Input.
===
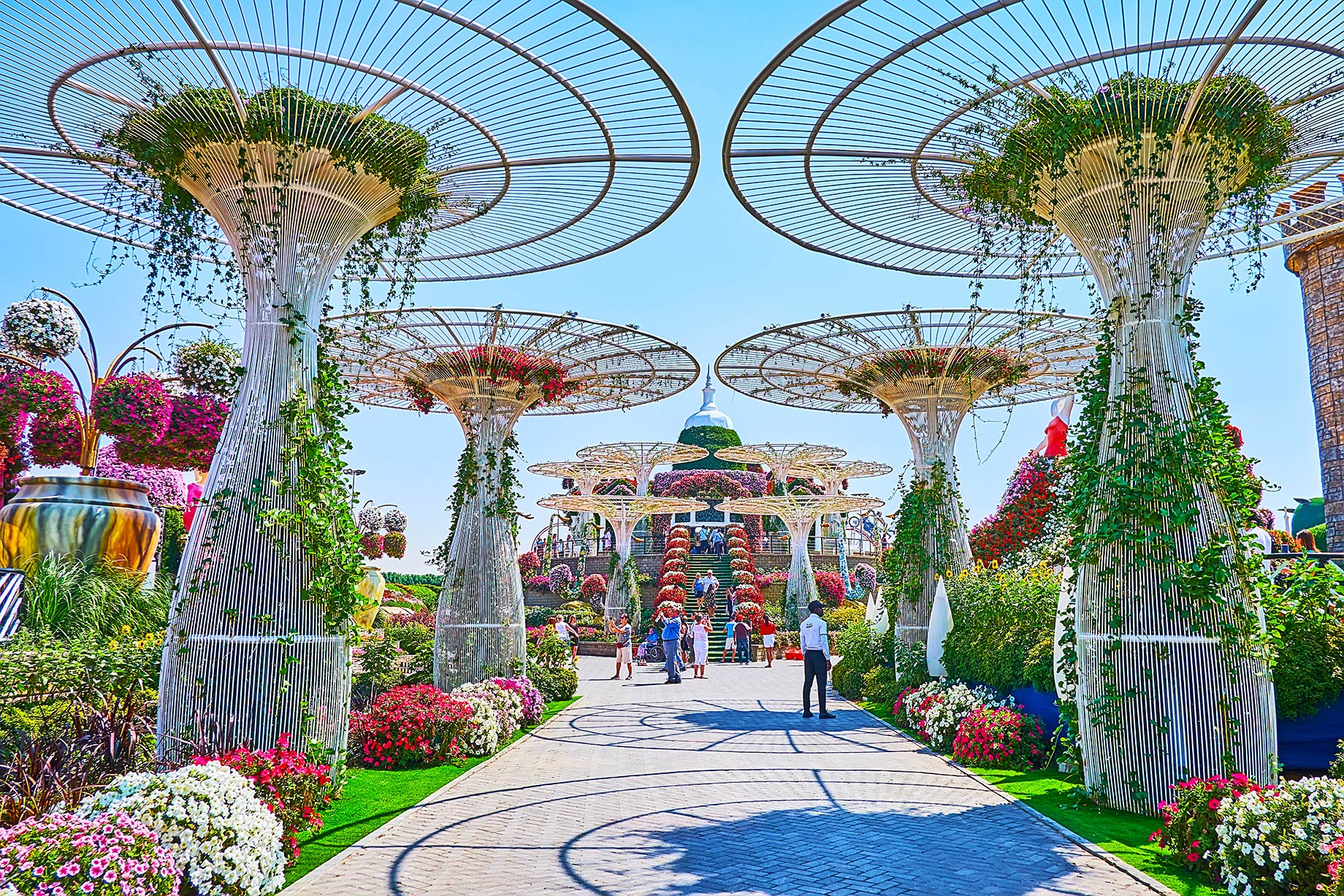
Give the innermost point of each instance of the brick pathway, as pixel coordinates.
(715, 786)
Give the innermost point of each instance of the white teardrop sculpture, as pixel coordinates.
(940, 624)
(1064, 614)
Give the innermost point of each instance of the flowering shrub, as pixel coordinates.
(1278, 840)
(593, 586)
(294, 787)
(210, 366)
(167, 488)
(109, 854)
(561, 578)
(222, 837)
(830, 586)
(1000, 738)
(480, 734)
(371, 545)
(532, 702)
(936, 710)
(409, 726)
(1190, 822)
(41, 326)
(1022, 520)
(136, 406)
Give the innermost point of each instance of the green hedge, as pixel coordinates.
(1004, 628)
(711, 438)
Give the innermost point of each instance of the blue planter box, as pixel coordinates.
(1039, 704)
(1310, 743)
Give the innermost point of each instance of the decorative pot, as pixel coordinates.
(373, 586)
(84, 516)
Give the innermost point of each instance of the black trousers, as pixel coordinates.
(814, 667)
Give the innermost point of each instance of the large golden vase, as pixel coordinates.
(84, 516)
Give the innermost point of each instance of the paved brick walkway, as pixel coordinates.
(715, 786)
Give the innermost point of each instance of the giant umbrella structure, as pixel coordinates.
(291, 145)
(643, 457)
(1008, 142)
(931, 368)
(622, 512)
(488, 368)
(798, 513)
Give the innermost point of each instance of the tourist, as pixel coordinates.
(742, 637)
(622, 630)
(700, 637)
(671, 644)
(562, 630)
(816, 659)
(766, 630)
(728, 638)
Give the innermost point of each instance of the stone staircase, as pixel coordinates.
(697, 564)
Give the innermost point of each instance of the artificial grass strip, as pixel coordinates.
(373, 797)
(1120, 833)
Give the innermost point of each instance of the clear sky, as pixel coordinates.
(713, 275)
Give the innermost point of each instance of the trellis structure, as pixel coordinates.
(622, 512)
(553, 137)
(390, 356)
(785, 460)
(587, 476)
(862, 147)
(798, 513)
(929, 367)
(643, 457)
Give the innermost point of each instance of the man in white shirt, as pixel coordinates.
===
Task details.
Format the stretch of records from the line containing "Give the innermost point of each instance of the flowering" through the line containing "(1310, 743)" as a two-column CSV with the columns input and output, one row per record. Put each record's text and its answer in one quoted field apiece, with line breaks replaced by spaces.

Answer to this problem.
input,output
"Give the innermost point of each instance of the flowering shrub, as pixel coordinates.","(1278, 840) (593, 586) (294, 787) (210, 366) (167, 488) (109, 854) (561, 578) (222, 837) (830, 586) (1000, 738) (480, 734) (371, 545) (532, 702) (936, 710) (409, 726) (1190, 822) (41, 326) (1022, 520) (136, 406)"
"Give the innermost point of each instance of the green hedge, as pixel coordinates.","(1004, 628) (711, 438)"
"Give the innermost point of each instance of the blue planter box, as pixel coordinates.","(1039, 704) (1310, 743)"